Instruction = Rewrite the records from the start through the line containing "[[[449,0],[466,26],[467,74],[487,117],[522,120],[522,0]]]", changing "white sky" to "cloudy sky" and keeping everything else the same. Leave the pictures out of your answer.

= = = = =

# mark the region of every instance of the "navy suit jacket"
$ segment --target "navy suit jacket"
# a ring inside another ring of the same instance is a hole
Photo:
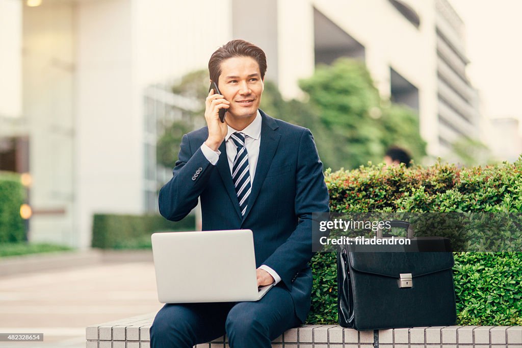
[[[259,155],[248,207],[241,216],[223,141],[216,166],[200,148],[207,127],[183,136],[173,177],[159,193],[159,208],[177,221],[201,199],[204,230],[251,229],[256,267],[265,264],[279,274],[295,314],[304,321],[310,308],[312,213],[327,212],[328,193],[310,130],[262,117]]]

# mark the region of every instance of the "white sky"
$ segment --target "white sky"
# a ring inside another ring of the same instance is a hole
[[[449,0],[466,26],[467,74],[487,117],[522,120],[522,0]]]

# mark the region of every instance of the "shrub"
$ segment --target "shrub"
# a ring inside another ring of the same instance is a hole
[[[25,226],[20,216],[25,197],[19,176],[0,173],[0,243],[25,240]]]
[[[459,168],[361,166],[325,180],[333,212],[522,212],[522,159]],[[522,323],[522,252],[454,253],[458,324]],[[337,320],[336,256],[318,253],[309,323]]]
[[[92,225],[92,247],[102,249],[141,249],[149,245],[155,232],[191,230],[194,215],[173,222],[159,215],[130,215],[97,214]]]

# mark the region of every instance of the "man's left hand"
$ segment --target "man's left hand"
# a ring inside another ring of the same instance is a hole
[[[269,285],[276,281],[274,277],[270,275],[270,273],[265,270],[258,268],[256,270],[256,275],[257,276],[258,286]]]

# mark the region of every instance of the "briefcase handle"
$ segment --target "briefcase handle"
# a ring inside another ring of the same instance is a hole
[[[410,223],[402,220],[390,220],[389,223],[390,227],[400,227],[404,228],[408,231],[408,239],[411,239],[413,238],[413,227]],[[382,228],[379,228],[377,230],[377,238],[383,238],[383,230]]]

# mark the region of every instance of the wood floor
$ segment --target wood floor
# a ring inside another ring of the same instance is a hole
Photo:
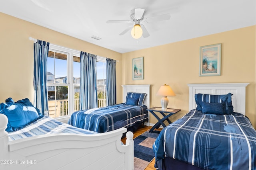
[[[146,132],[147,130],[150,129],[152,127],[152,126],[145,126],[144,127],[140,127],[138,128],[138,129],[136,131],[134,132],[133,133],[133,139],[134,139],[136,137],[139,136],[140,135],[142,134],[144,132]],[[161,131],[162,129],[161,128],[159,128],[158,130],[159,131]],[[124,138],[121,139],[121,141],[124,143],[125,144],[125,141],[126,140],[126,137],[124,137]],[[145,170],[156,170],[156,168],[154,167],[154,166],[155,165],[155,158],[151,161],[151,162],[147,166],[147,167],[145,169]]]

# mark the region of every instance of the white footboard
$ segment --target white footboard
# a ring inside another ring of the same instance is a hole
[[[49,134],[8,141],[0,114],[0,169],[132,170],[133,134],[126,129],[95,135]]]

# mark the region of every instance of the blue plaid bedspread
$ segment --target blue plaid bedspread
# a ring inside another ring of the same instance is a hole
[[[21,130],[8,133],[9,141],[41,135],[63,133],[78,134],[98,133],[77,128],[51,117],[44,116]]]
[[[102,133],[122,127],[130,127],[148,119],[146,106],[117,104],[76,111],[68,123],[75,127]]]
[[[169,157],[206,170],[255,170],[256,131],[242,114],[192,110],[163,129],[153,146],[161,169]]]

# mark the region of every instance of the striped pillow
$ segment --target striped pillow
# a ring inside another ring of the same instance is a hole
[[[195,100],[197,106],[196,110],[202,111],[202,102],[206,103],[224,103],[224,113],[226,114],[232,114],[234,112],[232,105],[231,96],[233,95],[230,93],[227,94],[213,95],[202,94],[198,93],[195,94]]]
[[[125,103],[125,104],[126,104],[128,98],[131,98],[138,99],[138,106],[143,106],[144,103],[144,100],[147,94],[146,93],[128,92],[127,93],[127,95],[126,96],[126,102]]]
[[[224,113],[224,103],[202,102],[202,112],[203,113],[223,115]]]

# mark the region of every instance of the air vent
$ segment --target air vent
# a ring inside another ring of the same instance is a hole
[[[97,40],[102,39],[102,38],[100,38],[99,37],[98,37],[94,35],[92,35],[92,37],[91,37],[91,38],[94,38],[94,39],[96,39]]]

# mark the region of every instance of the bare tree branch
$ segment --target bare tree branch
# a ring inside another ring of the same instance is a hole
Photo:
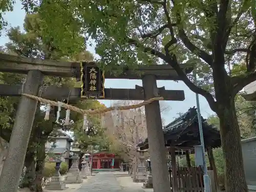
[[[174,0],[172,0],[174,6],[175,6]],[[210,66],[212,65],[212,58],[211,55],[208,54],[206,52],[201,50],[195,45],[194,45],[188,38],[183,29],[182,24],[181,23],[181,17],[180,13],[177,11],[176,13],[177,24],[178,26],[179,36],[183,42],[184,45],[192,53],[196,54],[199,57],[202,58]]]
[[[176,24],[171,24],[172,26],[175,26],[176,25]],[[163,32],[163,31],[166,28],[168,28],[168,24],[165,24],[162,27],[160,27],[158,29],[157,29],[156,31],[147,33],[147,34],[142,34],[141,35],[141,38],[155,38],[159,35],[161,33]]]
[[[216,111],[216,102],[214,100],[212,96],[207,91],[205,91],[194,84],[187,77],[186,74],[184,72],[183,70],[180,67],[178,63],[177,62],[177,59],[176,58],[176,56],[174,54],[169,55],[168,56],[164,55],[163,53],[158,51],[155,49],[152,49],[151,48],[145,47],[137,41],[135,39],[128,38],[127,42],[135,47],[140,48],[145,53],[149,52],[153,55],[158,56],[162,59],[164,60],[167,63],[170,65],[174,70],[176,71],[178,75],[181,78],[182,80],[186,84],[186,85],[188,87],[188,88],[191,90],[191,91],[194,92],[195,93],[198,93],[201,95],[203,97],[205,97],[209,105],[210,105],[211,110],[215,112]]]
[[[247,84],[256,80],[256,71],[247,75],[243,74],[231,78],[233,84],[232,95],[235,96]]]

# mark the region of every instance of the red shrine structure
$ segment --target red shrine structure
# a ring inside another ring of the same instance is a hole
[[[94,154],[92,161],[93,170],[117,169],[119,169],[121,164],[119,157],[114,154],[104,152]]]

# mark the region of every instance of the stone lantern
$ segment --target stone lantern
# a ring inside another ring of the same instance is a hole
[[[76,142],[73,145],[72,149],[70,152],[73,153],[73,163],[69,170],[67,176],[65,177],[65,183],[81,183],[82,180],[81,178],[78,168],[79,155],[81,154],[81,150],[78,148],[78,143]]]
[[[62,190],[66,189],[68,187],[66,186],[64,182],[65,177],[64,176],[61,176],[59,173],[62,161],[59,157],[57,157],[55,159],[53,159],[51,161],[55,163],[55,173],[54,176],[51,178],[51,181],[47,183],[45,189],[49,190]]]
[[[60,169],[60,165],[61,164],[62,161],[59,158],[54,160],[56,163],[55,165],[55,174],[54,176],[60,176],[60,173],[59,173],[59,169]]]
[[[148,158],[146,160],[146,176],[145,182],[143,183],[143,188],[153,188],[152,181],[152,175],[151,172],[151,161]]]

= = = = =

Answer in full =
# mark the region of every instance of the "navy suit jacket"
$ segment --target "navy suit jacket"
# a ring inside another ring of the same instance is a hole
Photo:
[[[259,155],[248,207],[241,216],[223,141],[216,166],[200,148],[207,127],[183,136],[173,177],[159,193],[159,208],[177,221],[201,199],[204,230],[251,229],[256,267],[265,264],[279,274],[295,314],[304,321],[310,308],[312,213],[327,212],[328,193],[310,130],[262,117]]]

# mark the region of every instance of the "cloudy sky"
$ segment --target "cloudy sky"
# a ring inside another ring of the same instance is a hole
[[[449,0],[466,26],[467,74],[487,117],[522,120],[522,0]]]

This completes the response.